* **REQUIRED ACTION**
From top to bottom, each entry below must be reproduced exactly.
+++ PROVIDED RECORDS
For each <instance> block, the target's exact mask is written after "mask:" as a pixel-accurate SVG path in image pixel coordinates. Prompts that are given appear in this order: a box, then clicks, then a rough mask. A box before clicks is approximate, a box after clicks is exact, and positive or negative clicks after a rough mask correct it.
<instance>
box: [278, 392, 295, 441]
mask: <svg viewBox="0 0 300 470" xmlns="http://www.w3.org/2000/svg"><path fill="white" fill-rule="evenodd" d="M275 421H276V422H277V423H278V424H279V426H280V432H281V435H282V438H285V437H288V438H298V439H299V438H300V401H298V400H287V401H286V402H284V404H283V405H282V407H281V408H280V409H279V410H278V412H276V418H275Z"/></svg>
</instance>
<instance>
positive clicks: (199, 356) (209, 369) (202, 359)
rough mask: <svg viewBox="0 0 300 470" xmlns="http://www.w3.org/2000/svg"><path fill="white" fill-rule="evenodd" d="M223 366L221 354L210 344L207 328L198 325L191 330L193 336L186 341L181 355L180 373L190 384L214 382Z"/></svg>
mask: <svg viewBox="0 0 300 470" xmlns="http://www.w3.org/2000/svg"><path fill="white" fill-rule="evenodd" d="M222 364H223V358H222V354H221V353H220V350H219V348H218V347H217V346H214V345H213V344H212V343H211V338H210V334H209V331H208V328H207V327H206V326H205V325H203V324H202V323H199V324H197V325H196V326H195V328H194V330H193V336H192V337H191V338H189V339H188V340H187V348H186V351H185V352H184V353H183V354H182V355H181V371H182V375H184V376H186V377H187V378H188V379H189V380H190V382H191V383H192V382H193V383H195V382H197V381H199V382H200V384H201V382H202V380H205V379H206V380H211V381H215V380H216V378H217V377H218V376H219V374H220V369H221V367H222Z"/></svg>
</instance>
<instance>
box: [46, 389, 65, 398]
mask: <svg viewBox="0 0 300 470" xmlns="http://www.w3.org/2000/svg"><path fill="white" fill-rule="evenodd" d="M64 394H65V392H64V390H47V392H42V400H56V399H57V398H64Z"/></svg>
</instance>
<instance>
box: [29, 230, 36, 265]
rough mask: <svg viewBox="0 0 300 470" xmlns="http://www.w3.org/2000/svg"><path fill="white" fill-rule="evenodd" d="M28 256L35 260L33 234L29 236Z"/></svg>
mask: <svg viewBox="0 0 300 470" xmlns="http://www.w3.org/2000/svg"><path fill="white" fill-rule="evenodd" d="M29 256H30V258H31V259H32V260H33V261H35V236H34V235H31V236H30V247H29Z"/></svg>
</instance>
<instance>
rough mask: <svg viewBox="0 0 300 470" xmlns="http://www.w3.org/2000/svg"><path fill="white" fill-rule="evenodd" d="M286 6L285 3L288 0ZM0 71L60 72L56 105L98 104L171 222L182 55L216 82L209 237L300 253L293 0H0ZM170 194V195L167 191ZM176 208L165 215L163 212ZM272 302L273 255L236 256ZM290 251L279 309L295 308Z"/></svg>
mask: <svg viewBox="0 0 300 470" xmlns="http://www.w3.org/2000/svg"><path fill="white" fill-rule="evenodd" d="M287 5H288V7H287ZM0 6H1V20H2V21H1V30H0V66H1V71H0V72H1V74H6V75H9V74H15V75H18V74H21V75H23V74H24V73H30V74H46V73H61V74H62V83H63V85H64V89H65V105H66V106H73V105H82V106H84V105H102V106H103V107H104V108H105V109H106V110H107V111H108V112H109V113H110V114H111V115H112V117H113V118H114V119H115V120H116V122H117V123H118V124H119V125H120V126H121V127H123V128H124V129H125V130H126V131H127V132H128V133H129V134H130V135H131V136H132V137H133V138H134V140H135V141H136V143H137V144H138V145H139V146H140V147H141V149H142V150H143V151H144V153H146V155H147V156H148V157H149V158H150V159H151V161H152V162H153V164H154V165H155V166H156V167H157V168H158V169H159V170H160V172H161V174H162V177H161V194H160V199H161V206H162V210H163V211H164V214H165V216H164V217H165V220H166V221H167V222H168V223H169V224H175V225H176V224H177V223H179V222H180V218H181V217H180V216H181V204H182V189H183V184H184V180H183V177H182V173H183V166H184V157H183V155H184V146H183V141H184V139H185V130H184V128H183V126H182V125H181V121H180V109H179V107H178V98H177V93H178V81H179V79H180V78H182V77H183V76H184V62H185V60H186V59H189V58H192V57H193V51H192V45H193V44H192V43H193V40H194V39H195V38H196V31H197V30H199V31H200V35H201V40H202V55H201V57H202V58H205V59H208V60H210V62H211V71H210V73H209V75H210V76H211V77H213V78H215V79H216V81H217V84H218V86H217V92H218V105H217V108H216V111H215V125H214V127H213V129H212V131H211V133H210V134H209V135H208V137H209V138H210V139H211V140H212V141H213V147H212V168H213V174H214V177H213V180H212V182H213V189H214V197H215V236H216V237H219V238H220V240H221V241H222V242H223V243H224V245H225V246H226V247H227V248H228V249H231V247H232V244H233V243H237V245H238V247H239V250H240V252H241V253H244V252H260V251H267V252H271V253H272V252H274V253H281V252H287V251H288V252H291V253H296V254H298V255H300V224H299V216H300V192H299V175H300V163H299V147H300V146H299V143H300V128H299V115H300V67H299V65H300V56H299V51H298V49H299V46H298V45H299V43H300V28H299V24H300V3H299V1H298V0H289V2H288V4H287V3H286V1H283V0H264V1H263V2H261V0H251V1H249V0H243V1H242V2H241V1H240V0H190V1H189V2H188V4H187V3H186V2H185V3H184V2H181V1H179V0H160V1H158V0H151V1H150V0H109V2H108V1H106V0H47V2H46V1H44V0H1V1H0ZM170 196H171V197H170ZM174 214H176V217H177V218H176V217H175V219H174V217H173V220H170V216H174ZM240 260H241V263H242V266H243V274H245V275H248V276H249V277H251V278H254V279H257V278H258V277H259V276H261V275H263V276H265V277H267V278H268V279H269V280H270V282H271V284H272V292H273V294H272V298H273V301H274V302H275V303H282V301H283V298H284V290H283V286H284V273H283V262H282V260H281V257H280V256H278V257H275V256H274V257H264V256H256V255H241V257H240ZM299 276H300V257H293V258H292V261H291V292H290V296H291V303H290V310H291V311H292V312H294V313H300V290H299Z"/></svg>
++++++
* **WRITTEN SOLUTION**
For each <instance> block, the target's exact mask is written after "mask:" as a pixel-accurate SVG path in image pixel coordinates. Prompts that are given appear in this order: a box, then clicks, then a rough mask. A box before clicks is approximate, a box after clicks is exact, and positive or negative clicks after a rough mask correct it.
<instance>
box: [278, 392, 295, 441]
mask: <svg viewBox="0 0 300 470" xmlns="http://www.w3.org/2000/svg"><path fill="white" fill-rule="evenodd" d="M275 421H276V422H277V423H278V424H279V426H280V432H281V435H282V438H285V437H288V438H298V439H299V438H300V401H298V400H287V401H286V402H284V404H283V405H282V407H281V408H280V409H279V410H278V412H276V418H275Z"/></svg>
</instance>
<instance>
positive clicks: (199, 356) (209, 369) (202, 359)
rough mask: <svg viewBox="0 0 300 470" xmlns="http://www.w3.org/2000/svg"><path fill="white" fill-rule="evenodd" d="M223 366L221 354L210 344L207 328L198 325L191 330L193 336L186 341L181 355L180 373L190 384L214 382Z"/></svg>
mask: <svg viewBox="0 0 300 470" xmlns="http://www.w3.org/2000/svg"><path fill="white" fill-rule="evenodd" d="M222 364H223V358H222V354H221V353H220V350H219V348H218V347H217V346H214V345H213V344H212V343H211V338H210V334H209V331H208V328H207V327H206V326H205V325H203V324H202V323H199V324H197V325H196V326H195V328H194V330H193V336H192V337H191V338H189V339H188V340H187V348H186V351H185V352H184V353H183V354H182V355H181V371H182V375H184V376H186V377H187V378H188V379H189V380H190V382H191V383H192V382H193V383H195V382H197V381H199V382H200V384H201V382H202V380H205V379H206V380H211V381H215V380H216V378H217V377H218V376H219V374H220V369H221V367H222Z"/></svg>
</instance>
<instance>
box: [46, 389, 65, 398]
mask: <svg viewBox="0 0 300 470" xmlns="http://www.w3.org/2000/svg"><path fill="white" fill-rule="evenodd" d="M64 394H65V392H64V390H47V392H42V400H56V399H57V398H64Z"/></svg>
</instance>
<instance>
box: [29, 230, 36, 265]
rough mask: <svg viewBox="0 0 300 470" xmlns="http://www.w3.org/2000/svg"><path fill="white" fill-rule="evenodd" d="M28 256L35 260L33 234L29 236Z"/></svg>
mask: <svg viewBox="0 0 300 470" xmlns="http://www.w3.org/2000/svg"><path fill="white" fill-rule="evenodd" d="M29 256H30V258H31V259H32V260H33V261H35V236H34V235H31V236H30V247H29Z"/></svg>
</instance>
<instance>
rough mask: <svg viewBox="0 0 300 470" xmlns="http://www.w3.org/2000/svg"><path fill="white" fill-rule="evenodd" d="M286 6L285 3L288 0ZM0 71L60 72L56 105L98 104L171 222L182 55L216 82L209 237L300 253L293 0H0ZM170 194V195L167 191ZM176 208L165 215L163 212ZM272 302L273 255L236 256ZM290 251L279 309L295 308Z"/></svg>
mask: <svg viewBox="0 0 300 470" xmlns="http://www.w3.org/2000/svg"><path fill="white" fill-rule="evenodd" d="M287 5H288V7H287ZM0 6H1V20H2V21H1V30H0V66H1V71H0V72H1V74H6V75H9V74H15V75H18V74H21V75H23V74H24V73H30V74H46V73H61V74H62V83H63V85H64V89H65V105H66V106H73V105H82V106H84V105H102V106H103V107H104V108H105V109H106V110H107V111H108V112H109V113H110V114H111V115H112V117H113V118H114V119H115V120H116V122H117V123H118V124H119V125H120V126H121V127H123V128H124V129H125V130H126V131H127V132H128V133H129V134H130V135H131V136H132V137H133V138H134V140H135V141H136V143H137V144H138V145H139V146H140V147H141V149H142V150H143V151H144V153H146V155H147V156H148V157H149V158H150V159H151V161H152V162H153V164H154V165H155V166H156V167H157V168H158V169H159V170H160V172H161V174H162V177H161V194H160V199H161V206H162V210H163V211H164V214H165V216H164V217H165V220H166V221H167V222H168V223H169V224H175V225H176V224H177V223H179V222H180V218H181V217H180V216H181V204H182V189H183V184H184V180H183V177H182V173H183V166H184V157H183V155H184V146H183V141H184V139H185V130H184V128H183V126H182V125H181V121H180V109H179V107H178V98H177V93H178V81H179V79H180V78H182V77H183V76H184V62H185V60H186V59H189V58H192V57H193V51H192V45H193V44H192V43H193V40H194V39H195V38H196V31H197V30H199V31H200V35H201V40H202V55H201V57H202V58H205V59H208V60H210V62H211V71H210V73H209V75H210V76H211V77H213V78H215V79H216V81H217V84H218V86H217V92H218V105H217V108H216V111H215V125H214V127H213V129H212V131H211V133H210V134H209V135H208V137H209V138H210V139H211V140H212V141H213V147H212V168H213V174H214V177H213V180H212V182H213V189H214V197H215V236H216V237H219V238H220V240H221V241H222V242H223V243H224V245H225V246H226V247H227V248H228V249H231V247H232V244H233V243H237V245H238V247H239V250H240V252H241V253H244V252H260V251H267V252H271V253H272V252H274V253H281V252H287V251H288V252H291V253H296V254H298V255H300V224H299V216H300V192H299V175H300V163H299V147H300V146H299V143H300V128H299V115H300V67H299V65H300V56H299V51H298V49H299V46H298V45H299V43H300V28H299V24H300V3H299V1H298V0H289V2H288V4H287V3H286V1H283V0H264V1H263V2H261V0H251V1H249V0H243V1H242V2H241V1H240V0H190V1H189V2H188V4H187V3H186V2H185V3H184V2H181V1H179V0H160V1H158V0H151V1H150V0H109V2H108V1H106V0H47V2H46V1H44V0H1V1H0ZM170 196H171V197H170ZM174 214H176V217H177V218H176V217H175V219H174V217H173V220H170V216H174ZM240 260H241V263H242V266H243V274H245V275H248V276H249V277H251V278H254V279H257V278H258V277H259V276H261V275H263V276H265V277H267V278H268V279H269V280H270V282H271V284H272V292H273V294H272V298H273V301H274V302H275V303H282V301H283V298H284V290H283V286H284V273H283V262H282V260H281V257H280V256H278V257H275V256H274V257H264V256H256V255H241V257H240ZM299 276H300V257H293V258H292V261H291V292H290V296H291V303H290V310H291V311H292V312H294V313H300V290H299Z"/></svg>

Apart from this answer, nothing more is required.